TEXTO PARA LER —
——————————

A propriedade privada e as desapropriações à luz da Constituição Federal

O tema que me foi proposto, A PROPRIEDADE PRIVADA E AS DESAPROPRIAÇÕES À LUZ DA CONSTITUIÇÃO FEDERAL,[1] é,  no meu modesto entender, o mais relevante no âmbito das relações sociais, e, por conseqüência, do direito, pois a propriedade é preceito fundamental na vida humana. Não seria concebível que os frutos do trabalho não possibilitassem a aquisição do básico para uma existência digna, essa inclusive é a determinação constitucional para a composição retributiva do salário mínimo. Mesmo que se possa afirmar que os direitos sociais da pessoa humana (art. 6° e 7°, CR), bem como os objetivos fundamentais da República Federativa do Brasil de construir uma sociedade livre, justa e solidária, erradicar a pobreza e a marginalização e reduzir as desigualdades sociais e regionais, (artigo 3°, inc.I e Ill, CR.), sejam normas programáticas e até de dificil concretização, não se pode por isso ignorá-Ias ou negá-Ias, mormente, quando, no caso concreto, a sua adoção se fizer plausível, uma vez que as políticas governamentais pouco se preocupam com tal consecução.

——————————

TAREFA —
Responda com base no texto sobre propriedade privada e desapropriações:
(a) Por que o tema é considerado o mais relevante nas relações sociais?
(b) Em quais artigos da Constituição estão os direitos sociais da pessoa humana?
(c) Quais objetivos fundamentais da República são citados do artigo 3°?

DADOS FORNECIDOS —
——————————

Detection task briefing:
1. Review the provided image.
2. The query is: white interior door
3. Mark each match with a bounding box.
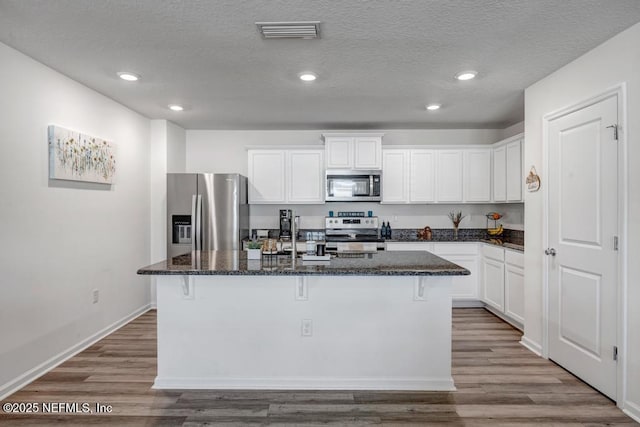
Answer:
[547,96,618,400]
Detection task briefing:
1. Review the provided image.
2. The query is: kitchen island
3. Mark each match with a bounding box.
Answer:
[138,251,469,390]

——————————

RESPOSTA —
(a) Porque a propriedade é preceito fundamental na vida humana.
(b) Nos artigos 6° e 7°.
(c) Construir uma sociedade livre, justa e solidária, erradicar a pobreza e a marginalização e reduzir as desigualdades sociais e regionais.